» **What is required**: Give again, word for word, each line of the data from the first through the one containing "Target: blue stripe on towel". Pictures stay out.
..............................
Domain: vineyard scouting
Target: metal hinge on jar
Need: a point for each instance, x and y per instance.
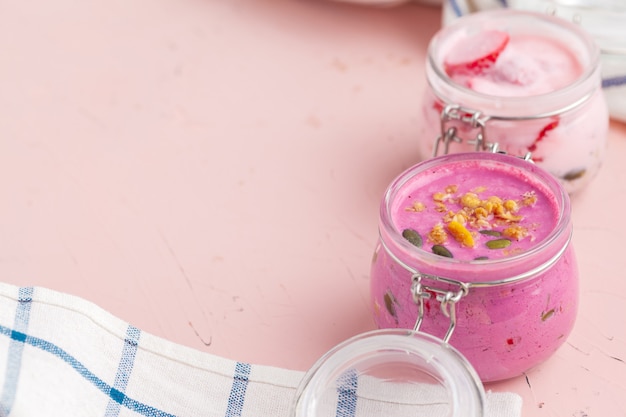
(476, 120)
(447, 298)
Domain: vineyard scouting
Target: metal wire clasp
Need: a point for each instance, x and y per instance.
(476, 120)
(447, 298)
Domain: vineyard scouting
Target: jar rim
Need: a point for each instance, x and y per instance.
(388, 228)
(498, 15)
(415, 350)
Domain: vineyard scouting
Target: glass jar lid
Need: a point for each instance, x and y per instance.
(390, 372)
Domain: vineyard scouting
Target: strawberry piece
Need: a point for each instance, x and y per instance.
(476, 53)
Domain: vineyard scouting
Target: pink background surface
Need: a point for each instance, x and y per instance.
(210, 171)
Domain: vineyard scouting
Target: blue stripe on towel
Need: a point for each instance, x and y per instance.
(16, 347)
(124, 370)
(346, 401)
(237, 395)
(115, 394)
(614, 81)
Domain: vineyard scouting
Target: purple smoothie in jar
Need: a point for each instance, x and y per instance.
(475, 249)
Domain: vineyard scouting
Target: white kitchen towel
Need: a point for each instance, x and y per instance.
(61, 355)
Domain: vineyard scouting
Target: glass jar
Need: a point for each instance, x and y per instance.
(537, 91)
(390, 372)
(603, 19)
(506, 312)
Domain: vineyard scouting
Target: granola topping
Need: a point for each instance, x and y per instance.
(475, 218)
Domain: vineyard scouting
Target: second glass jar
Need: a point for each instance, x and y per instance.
(520, 82)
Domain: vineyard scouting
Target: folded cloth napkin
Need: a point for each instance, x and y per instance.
(61, 355)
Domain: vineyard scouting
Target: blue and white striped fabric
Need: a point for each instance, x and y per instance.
(63, 356)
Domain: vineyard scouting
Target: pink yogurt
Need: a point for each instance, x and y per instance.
(532, 80)
(516, 304)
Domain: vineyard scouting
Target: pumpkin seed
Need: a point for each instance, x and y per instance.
(390, 301)
(574, 174)
(413, 237)
(493, 233)
(498, 243)
(442, 251)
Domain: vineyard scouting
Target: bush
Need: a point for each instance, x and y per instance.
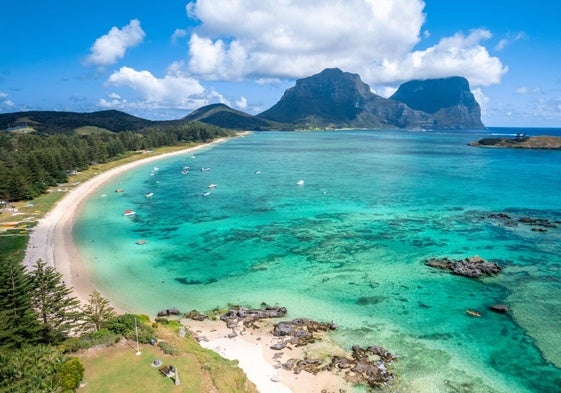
(168, 349)
(71, 374)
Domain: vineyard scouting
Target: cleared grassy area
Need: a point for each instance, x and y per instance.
(31, 211)
(119, 369)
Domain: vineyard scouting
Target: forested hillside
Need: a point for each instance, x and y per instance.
(31, 163)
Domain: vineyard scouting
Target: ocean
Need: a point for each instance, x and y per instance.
(348, 245)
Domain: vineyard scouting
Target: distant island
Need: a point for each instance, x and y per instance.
(332, 99)
(521, 141)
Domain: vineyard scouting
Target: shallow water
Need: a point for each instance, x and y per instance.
(348, 246)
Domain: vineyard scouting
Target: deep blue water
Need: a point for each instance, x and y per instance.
(348, 245)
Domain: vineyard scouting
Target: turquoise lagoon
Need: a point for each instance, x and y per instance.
(349, 246)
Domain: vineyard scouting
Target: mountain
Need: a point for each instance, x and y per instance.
(448, 100)
(223, 116)
(330, 99)
(337, 99)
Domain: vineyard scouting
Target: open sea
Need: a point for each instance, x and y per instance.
(348, 245)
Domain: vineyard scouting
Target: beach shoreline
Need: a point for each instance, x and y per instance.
(51, 241)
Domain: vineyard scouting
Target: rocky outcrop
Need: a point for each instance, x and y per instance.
(337, 99)
(499, 308)
(536, 224)
(522, 141)
(448, 100)
(169, 312)
(473, 267)
(367, 366)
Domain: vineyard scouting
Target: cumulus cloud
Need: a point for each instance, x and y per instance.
(242, 103)
(111, 47)
(178, 34)
(457, 55)
(293, 39)
(528, 90)
(482, 99)
(174, 90)
(509, 39)
(6, 102)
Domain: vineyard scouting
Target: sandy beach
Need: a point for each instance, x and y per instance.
(51, 241)
(252, 349)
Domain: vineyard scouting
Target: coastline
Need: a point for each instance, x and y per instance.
(51, 240)
(252, 350)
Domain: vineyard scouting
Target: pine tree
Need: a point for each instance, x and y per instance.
(58, 312)
(18, 322)
(98, 311)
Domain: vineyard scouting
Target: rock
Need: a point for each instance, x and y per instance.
(168, 311)
(499, 308)
(278, 345)
(473, 267)
(195, 315)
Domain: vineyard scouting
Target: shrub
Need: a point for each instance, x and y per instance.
(168, 349)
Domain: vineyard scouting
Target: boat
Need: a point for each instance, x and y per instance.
(473, 313)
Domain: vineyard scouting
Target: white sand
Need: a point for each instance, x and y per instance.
(51, 241)
(252, 349)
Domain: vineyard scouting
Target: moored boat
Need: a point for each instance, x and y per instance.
(473, 313)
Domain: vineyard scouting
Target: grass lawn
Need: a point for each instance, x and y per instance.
(119, 369)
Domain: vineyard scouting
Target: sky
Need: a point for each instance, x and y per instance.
(162, 60)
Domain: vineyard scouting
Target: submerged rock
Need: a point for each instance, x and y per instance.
(499, 308)
(473, 267)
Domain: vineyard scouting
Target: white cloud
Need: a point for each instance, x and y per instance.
(509, 39)
(5, 102)
(482, 99)
(457, 55)
(296, 38)
(174, 90)
(293, 39)
(111, 47)
(178, 34)
(242, 103)
(528, 90)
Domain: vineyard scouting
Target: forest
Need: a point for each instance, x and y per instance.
(30, 163)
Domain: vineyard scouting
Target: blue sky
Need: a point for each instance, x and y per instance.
(161, 60)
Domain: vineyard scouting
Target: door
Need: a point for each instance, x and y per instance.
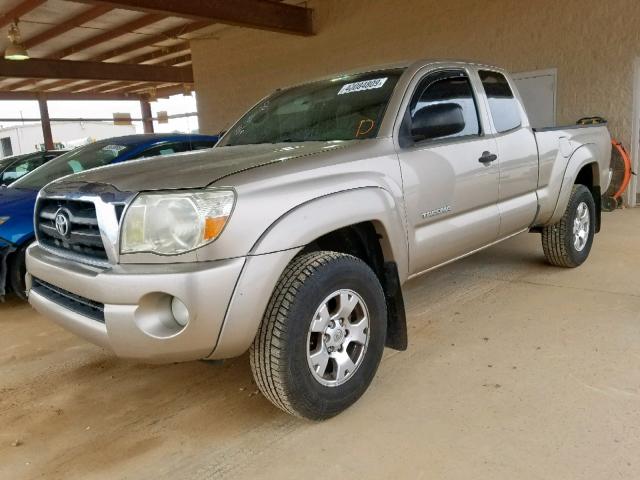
..............................
» **Answer section**:
Domain: vineyard scouting
Target: metal hinge on jar
Need: a point for each instance, x and y per instance.
(476, 120)
(447, 298)
Domain: vineyard scouting
Target: metal wire clasp
Need: a point for each instance, x and y per instance.
(476, 120)
(447, 298)
Domain: vineyard scouting
Target: jar rim
Need: a point for each instance, x and y per instance.
(388, 228)
(498, 15)
(415, 350)
Domain: vineyard scouting
Target: glass jar lid
Need: a point for each instance, x and y per instance.
(390, 372)
Domain: vineyard scouting
Target: strawberry piece
Need: a point for each instance, x and y per instance.
(476, 53)
Domain: vineyard scouting
Target: pink background surface
Need: a point for each instance, x and y per instance.
(210, 171)
Domain: vineyard scouting
Target: blue stripe on towel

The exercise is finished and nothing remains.